**TASK DIRECTIONS:** Copy each of the entries below word for word, reproducing every line unchanged and in the same order.

[BEGIN STORED RECORDS]

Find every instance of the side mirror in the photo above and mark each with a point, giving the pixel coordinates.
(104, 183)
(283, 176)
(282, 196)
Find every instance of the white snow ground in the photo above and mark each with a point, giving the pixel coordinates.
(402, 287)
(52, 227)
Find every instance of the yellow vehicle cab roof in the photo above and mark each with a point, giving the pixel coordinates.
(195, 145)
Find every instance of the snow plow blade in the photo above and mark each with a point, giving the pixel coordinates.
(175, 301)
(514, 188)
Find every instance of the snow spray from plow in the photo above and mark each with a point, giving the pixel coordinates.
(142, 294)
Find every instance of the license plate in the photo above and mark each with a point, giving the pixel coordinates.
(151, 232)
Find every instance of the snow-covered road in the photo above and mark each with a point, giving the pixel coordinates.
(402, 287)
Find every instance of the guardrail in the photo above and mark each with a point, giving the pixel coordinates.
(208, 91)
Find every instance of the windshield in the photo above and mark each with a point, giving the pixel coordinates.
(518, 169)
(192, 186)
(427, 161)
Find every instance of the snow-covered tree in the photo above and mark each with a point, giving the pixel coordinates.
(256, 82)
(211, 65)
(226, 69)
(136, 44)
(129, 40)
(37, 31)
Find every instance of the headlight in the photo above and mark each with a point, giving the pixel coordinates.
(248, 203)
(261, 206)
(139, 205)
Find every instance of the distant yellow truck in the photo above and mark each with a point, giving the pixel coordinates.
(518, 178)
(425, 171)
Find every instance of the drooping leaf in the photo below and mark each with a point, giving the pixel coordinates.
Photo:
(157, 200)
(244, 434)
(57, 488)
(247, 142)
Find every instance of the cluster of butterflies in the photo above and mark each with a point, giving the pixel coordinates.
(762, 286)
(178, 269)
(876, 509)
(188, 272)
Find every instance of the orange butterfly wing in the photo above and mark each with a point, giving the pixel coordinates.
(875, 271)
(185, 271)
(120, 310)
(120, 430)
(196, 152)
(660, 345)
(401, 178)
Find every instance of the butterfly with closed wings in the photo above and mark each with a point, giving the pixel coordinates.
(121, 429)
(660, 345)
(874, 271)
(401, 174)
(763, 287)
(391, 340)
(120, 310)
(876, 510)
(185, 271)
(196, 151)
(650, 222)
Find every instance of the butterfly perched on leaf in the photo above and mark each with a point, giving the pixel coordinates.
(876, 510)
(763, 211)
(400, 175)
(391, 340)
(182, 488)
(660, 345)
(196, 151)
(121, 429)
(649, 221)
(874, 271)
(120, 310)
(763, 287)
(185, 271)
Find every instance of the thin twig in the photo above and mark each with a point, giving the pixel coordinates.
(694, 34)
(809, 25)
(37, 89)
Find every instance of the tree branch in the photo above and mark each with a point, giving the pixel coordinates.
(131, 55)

[END STORED RECORDS]

**FINAL RESULT:**
Find every instance of the side mirror in the photo above and mark each with a point, giving the pixel coordinates.
(104, 183)
(283, 176)
(282, 196)
Find every instance of the white snow ground in the photo above and mark each with a point, giving the pixel coordinates.
(402, 287)
(52, 227)
Find every instance of the yellow vehicle cab roof in the photo above and mark each with a point, giving the pixel coordinates.
(195, 145)
Find every instance of the snow plow blade in the photo above and mark each with a point, giving the pixel coordinates.
(175, 301)
(514, 188)
Find every instance of the snow spray from plow in the photo above and mark each with a point, giving the pixel coordinates.
(142, 294)
Find every instance of the license plate in the photo above and mark each with a point, giving the pixel coordinates.
(151, 232)
Find every instance of the snow-covered road in the photo above and mark each with a point, giving the pixel coordinates.
(402, 287)
Find every instance of the guardrail in the photo above and mark each with a point, giving the pixel coordinates.
(208, 91)
Find every instance of the windshield in the photo above and mark each with a point, giving the pixel coordinates.
(518, 169)
(192, 186)
(427, 161)
Find every instance of the snow-covered tree in the photo above and mark each with a point, giving the pixel coordinates.
(256, 82)
(211, 65)
(226, 69)
(136, 44)
(129, 40)
(37, 31)
Find every instance of the headlight in the photo above and mark each with a point, giving the pixel coordinates.
(248, 203)
(261, 206)
(139, 205)
Find every instance of the distant yellow truck in the photo above and mark each with a point, giving the pixel coordinates.
(518, 178)
(425, 171)
Find every instance of the drooping leaf in the photo below and mark each with a point, giving the pixel coordinates.
Photo:
(157, 200)
(244, 434)
(57, 488)
(247, 142)
Find every instance of the cluster of butterflies in the photo above and mark each with a point, giving the pixel coordinates.
(762, 286)
(178, 269)
(876, 509)
(188, 272)
Find every instance of the orange butterfly wing in the photo above and mark each with a point, giving the pixel coordinates.
(875, 271)
(185, 271)
(120, 310)
(120, 430)
(196, 152)
(660, 345)
(401, 178)
Find every instance of the butterfly with closed wings in the photo above and mark each with a point, giving the pixel coordinates.
(121, 429)
(660, 345)
(874, 271)
(401, 174)
(763, 287)
(391, 340)
(120, 310)
(876, 510)
(185, 271)
(196, 151)
(650, 222)
Find every instance of the butterfly perched on leaf in the photo above and mark each with a point, giving the pixel coordinates.
(876, 510)
(763, 211)
(400, 175)
(391, 340)
(182, 488)
(660, 345)
(196, 151)
(121, 429)
(649, 221)
(874, 271)
(120, 310)
(763, 287)
(185, 271)
Find every instance of the thin twig in the photo above and mark each with a point, giving the pixel coordinates.
(694, 34)
(809, 25)
(37, 89)
Find every instance of the tree branch in the photo above and mark each with a point, giving the pixel coordinates.
(131, 55)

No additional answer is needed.